#### Written exercise:
Rewrite the rows below as a two-column CSV with the header instruction,points, giving one line for each row: the instruction text, then its points. Put each value inside double quotes, replace any line breaks with spaces, and omit the pictures.

Rows from a point labeling set

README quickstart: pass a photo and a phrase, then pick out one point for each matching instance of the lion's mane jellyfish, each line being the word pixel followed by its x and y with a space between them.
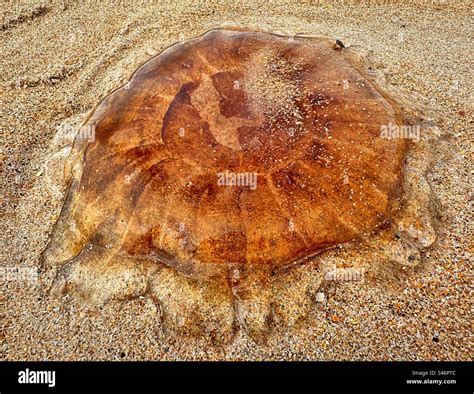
pixel 225 161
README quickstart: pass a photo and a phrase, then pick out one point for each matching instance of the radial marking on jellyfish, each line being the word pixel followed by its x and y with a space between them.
pixel 233 153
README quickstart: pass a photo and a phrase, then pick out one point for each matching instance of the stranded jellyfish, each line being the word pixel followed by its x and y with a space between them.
pixel 225 158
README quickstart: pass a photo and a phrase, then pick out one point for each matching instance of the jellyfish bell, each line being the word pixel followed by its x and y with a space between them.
pixel 234 153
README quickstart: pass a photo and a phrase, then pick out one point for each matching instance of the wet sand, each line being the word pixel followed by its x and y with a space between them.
pixel 61 58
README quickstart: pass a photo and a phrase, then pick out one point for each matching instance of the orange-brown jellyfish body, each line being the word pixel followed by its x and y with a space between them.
pixel 231 151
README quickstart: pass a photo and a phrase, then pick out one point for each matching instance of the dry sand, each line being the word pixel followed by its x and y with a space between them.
pixel 60 58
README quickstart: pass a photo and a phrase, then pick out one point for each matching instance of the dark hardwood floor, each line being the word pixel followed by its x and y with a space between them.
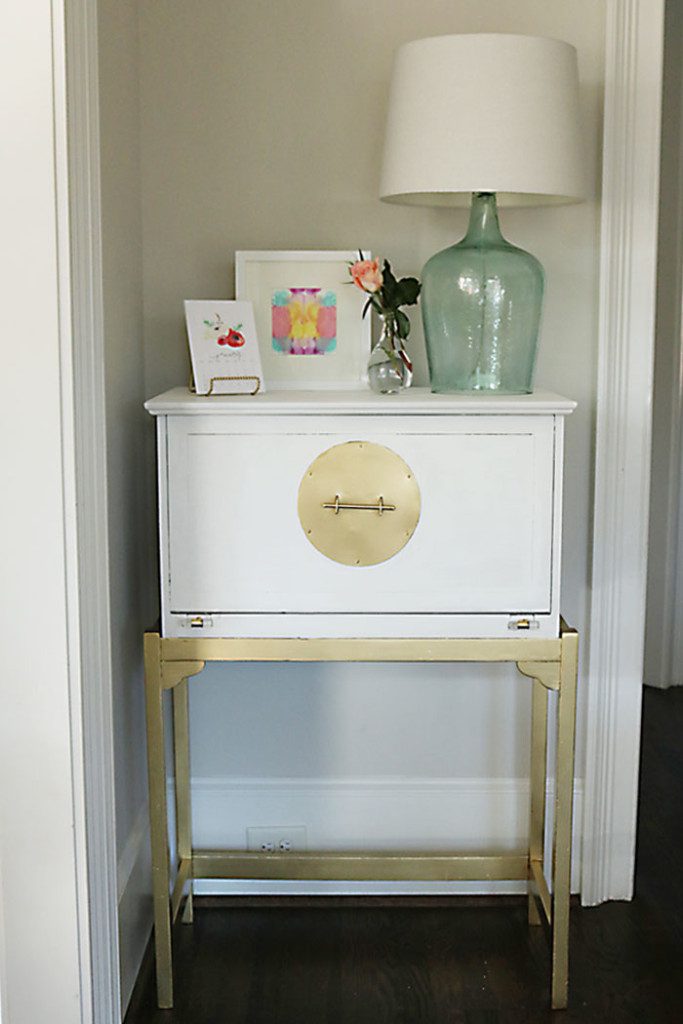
pixel 425 961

#### Solution to this exercise:
instruction,points
"README quickstart: pass a photo and a phrase, then pick out one point for each matching instance of the lion's mane jellyfish, each line being the word pixel followed by its x and y with a space between them.","pixel 225 161"
"README quickstart: pass a photo and a phrase, then pick out one point for each matching instance of the radial marking on jellyfish, each line being the word pixel followed by its x and y with a space between them.","pixel 233 153"
"README quickstart: pass a photo and a phrase, then pick out one point for each matching instance of the stranded jellyfish, each line being the word pixel followed by its x and y with a space between them.","pixel 225 158"
"README quickstart: pass a photo and a phrase, then pick out one point for each matching instance of the jellyfish bell, each line being the word pixel followed by its x and y with a space between them.","pixel 234 153"
"README quickstart: pass a photo and a phrase, then pick out one point for each matching instance of the wet sand, each line being the word pixel followed by its x and y with a space between them.","pixel 61 58"
"README quickstart: pass a photo and a phrase, then pick out one point for each matching instance of the orange-brown jellyfish body, each line being the word pixel followed by its x and y with a space between them.","pixel 231 151"
"README quickstart: pass a photo and a phrase, then pick out one point for each matching instance of the dry sand, each line being the word pixel followed by its x and y with a space between them.","pixel 60 58"
"README quickstart: pass a photo and a phrase, then pick out one point for each matching instance of the dark hardwood floor, each line being the word pixel followed by its x and y with a space between them.","pixel 425 961"